*Do this*.
Please rewrite the records below, substituting "place a point" for "drop a dot" everywhere it occurs and leaving everything else unchanged.

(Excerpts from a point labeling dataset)
:::::

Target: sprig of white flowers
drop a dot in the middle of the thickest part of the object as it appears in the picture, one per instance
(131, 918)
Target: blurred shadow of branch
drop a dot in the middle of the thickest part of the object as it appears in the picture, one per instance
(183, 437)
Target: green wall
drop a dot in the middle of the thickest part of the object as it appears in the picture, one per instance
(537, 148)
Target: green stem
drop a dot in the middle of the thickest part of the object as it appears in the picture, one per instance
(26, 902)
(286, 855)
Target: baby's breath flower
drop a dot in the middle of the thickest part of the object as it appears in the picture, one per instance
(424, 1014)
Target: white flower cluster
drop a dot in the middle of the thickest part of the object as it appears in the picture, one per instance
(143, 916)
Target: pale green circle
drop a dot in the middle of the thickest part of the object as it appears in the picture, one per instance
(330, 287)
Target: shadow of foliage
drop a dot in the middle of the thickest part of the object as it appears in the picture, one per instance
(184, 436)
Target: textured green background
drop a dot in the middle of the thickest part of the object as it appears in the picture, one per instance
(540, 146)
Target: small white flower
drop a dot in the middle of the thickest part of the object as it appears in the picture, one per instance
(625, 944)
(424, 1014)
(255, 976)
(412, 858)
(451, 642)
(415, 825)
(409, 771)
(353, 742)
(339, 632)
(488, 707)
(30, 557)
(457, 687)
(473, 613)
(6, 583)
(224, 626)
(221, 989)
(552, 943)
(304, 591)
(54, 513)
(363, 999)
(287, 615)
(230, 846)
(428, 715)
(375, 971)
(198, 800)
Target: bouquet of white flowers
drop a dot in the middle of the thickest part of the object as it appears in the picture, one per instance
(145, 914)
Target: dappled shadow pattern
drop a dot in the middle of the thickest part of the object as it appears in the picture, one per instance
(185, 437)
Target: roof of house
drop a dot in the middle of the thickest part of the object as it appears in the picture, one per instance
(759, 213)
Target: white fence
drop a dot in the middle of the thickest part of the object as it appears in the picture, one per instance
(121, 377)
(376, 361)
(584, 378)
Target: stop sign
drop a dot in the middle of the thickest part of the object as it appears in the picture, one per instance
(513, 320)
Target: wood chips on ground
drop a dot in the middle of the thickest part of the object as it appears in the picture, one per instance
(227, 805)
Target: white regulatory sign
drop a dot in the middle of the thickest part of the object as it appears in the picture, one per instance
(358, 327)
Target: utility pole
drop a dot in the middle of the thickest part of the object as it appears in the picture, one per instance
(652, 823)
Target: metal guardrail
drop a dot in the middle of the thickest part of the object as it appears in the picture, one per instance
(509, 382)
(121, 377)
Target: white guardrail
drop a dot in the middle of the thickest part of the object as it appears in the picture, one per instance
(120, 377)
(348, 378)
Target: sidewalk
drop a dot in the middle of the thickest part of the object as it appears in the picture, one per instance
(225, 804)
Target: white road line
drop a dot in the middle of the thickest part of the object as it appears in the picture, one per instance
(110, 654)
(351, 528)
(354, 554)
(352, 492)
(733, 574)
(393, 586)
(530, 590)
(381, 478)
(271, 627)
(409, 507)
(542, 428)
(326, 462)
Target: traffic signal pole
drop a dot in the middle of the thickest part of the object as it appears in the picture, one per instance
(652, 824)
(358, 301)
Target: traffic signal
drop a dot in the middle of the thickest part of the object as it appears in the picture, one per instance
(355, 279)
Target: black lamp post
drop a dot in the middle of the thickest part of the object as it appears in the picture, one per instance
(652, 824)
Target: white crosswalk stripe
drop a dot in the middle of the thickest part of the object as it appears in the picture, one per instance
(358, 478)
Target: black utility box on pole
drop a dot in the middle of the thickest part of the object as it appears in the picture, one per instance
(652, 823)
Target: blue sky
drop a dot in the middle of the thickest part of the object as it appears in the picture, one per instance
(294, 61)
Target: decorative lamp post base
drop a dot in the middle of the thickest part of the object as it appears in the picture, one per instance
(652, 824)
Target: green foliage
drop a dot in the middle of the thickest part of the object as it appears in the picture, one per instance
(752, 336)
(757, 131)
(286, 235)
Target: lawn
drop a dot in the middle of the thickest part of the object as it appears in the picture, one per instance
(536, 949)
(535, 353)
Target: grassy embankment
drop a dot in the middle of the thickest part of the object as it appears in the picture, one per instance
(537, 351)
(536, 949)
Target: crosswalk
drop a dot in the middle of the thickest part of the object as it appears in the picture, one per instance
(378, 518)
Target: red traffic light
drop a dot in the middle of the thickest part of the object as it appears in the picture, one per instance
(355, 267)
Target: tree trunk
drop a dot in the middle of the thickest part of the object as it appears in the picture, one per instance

:::::

*Correct result*.
Target: sprig of white flowers
place a point in the middle of the thickest part of the object as it appears in the picture, one per instance
(131, 918)
Target: blurred shadow of branch
place a point in the middle of the thickest part of the object as it appears in the picture, one per instance
(183, 437)
Target: green wall
place a point in the middle of the thickest part of the object as it appears in the picture, one per instance
(537, 148)
Target: green stem
place a point in the middle of the thickest part of the object as it appears in the picture, one per instance
(26, 902)
(286, 855)
Target: baby's breath flower
place a point in the middle of the thickest part of the object as it appears in the picture, one per instance
(424, 1014)
Target: white flower cluster
place a point in the middle of the thickest part of the object as it appears in the picture, one per instance
(143, 916)
Target: pale green circle
place a point in the middle of the thickest part of the object as it appears in the picture, one per instance
(330, 287)
Target: shadow of foliage
place a point in the middle of the thickest part of the object as it appears in the picture, one per instance
(184, 436)
Target: textured green background
place a point in the middle of the thickest part of the object as it appears in the picture, one per instance
(540, 146)
Target: small white flower
place a point in the middle of the thickest part of the object as it appears in the picture, one per instance
(625, 944)
(424, 1014)
(255, 976)
(412, 858)
(451, 642)
(415, 825)
(409, 771)
(353, 742)
(339, 632)
(488, 707)
(30, 557)
(457, 687)
(473, 613)
(6, 583)
(224, 626)
(221, 989)
(552, 943)
(304, 591)
(54, 513)
(363, 999)
(287, 615)
(230, 846)
(428, 715)
(375, 971)
(198, 800)
Target: bouquet of white flowers
place a point in the middle of the thickest part of the object as it appears in the picture, one per instance
(145, 914)
Target: dappled shadow pattern
place a point in the middle of the thickest part of the object as it appears in the picture, one per instance
(185, 437)
Target: roof of house
place a point in the middle of the thickest part of the object as it appears in the picture, one per instance
(759, 213)
Target: white fence
place a point in the middle of the thickest part of the object as it appears in the picture, one per instance
(121, 377)
(376, 361)
(584, 378)
Target: stop sign
place a point in the middle of the thickest part of the object as it appears in the picture, one per instance
(513, 320)
Target: wood chips on ground
place a point in the middle of the thickest part of the object as it appears in the picture, one per instance
(227, 805)
Target: white regulatory sign
place a point in the middle of the thickest part of the object as it appears in the picture, one per instance
(358, 327)
Target: utility pole
place a point in the middle of the thickest part of the object as it appears in the picture, one per instance
(652, 823)
Target: metal guardrail
place a point in the middle of the thickest part of the object as it appears in the picture, one per instance
(509, 382)
(121, 377)
Target: white guardrail
place a point in the middle of the thickest part of the object as it appears in the picture, one per instance
(120, 377)
(348, 378)
Target: sidewalk
place a point in the middle of the thickest part of the object as it appears in the picture, one per instance
(225, 804)
Target: white road line
place a point in the middle of the thickest part of the object as it appears in the picture, one per instance
(110, 654)
(351, 528)
(354, 554)
(352, 492)
(733, 574)
(393, 586)
(530, 590)
(381, 478)
(271, 627)
(409, 507)
(542, 428)
(326, 462)
Target: traffic signal pole
place a point in the middle of the thickest part of the object as it appears in the picture, one per instance
(652, 824)
(358, 301)
Target: traffic signal
place a point in the middle of the thickest part of the object as it appears in the picture, one per instance
(355, 279)
Target: black lamp post
place a point in the middle of the thickest part of the object as it appears in the picture, one per instance
(652, 824)
Target: white crosswalk stripe
place a point in the middle of the thickest part of the object as it appears in the picture, one per instance
(358, 478)
Target: black utility box on pole
place a point in the middle of the thickest part of the object as it appears in the picture, one per instance
(652, 823)
Target: blue sky
place a point in the middle of the thickest part of the object as it appears in the picture, one per instance
(294, 61)
Target: decorative lamp post base
place a point in the middle of the thickest part of the object as it appears in the picture, one per instance
(652, 824)
Target: green foliage
place a point in the middle of the thickest part of the object as it appears in the picture, one per instance
(752, 336)
(757, 131)
(286, 235)
Target: lawn
place a point in the middle of the thickest part of the object as it appears in the picture, one per instance
(536, 949)
(535, 353)
Target: grassy embankment
place a point in the middle of the thickest part of the object as it appears in the picture, one per instance
(537, 351)
(536, 949)
Target: crosswalk
place a point in the middle of the thickest part of the object as it appears in the picture, one per instance
(378, 518)
Target: red traffic light
place a point in the middle of the thickest part of the object as it appears in the picture, one per instance
(355, 267)
Target: tree trunk
place a point in the middle of the thickest part of the object as it appears in the picture, one per instance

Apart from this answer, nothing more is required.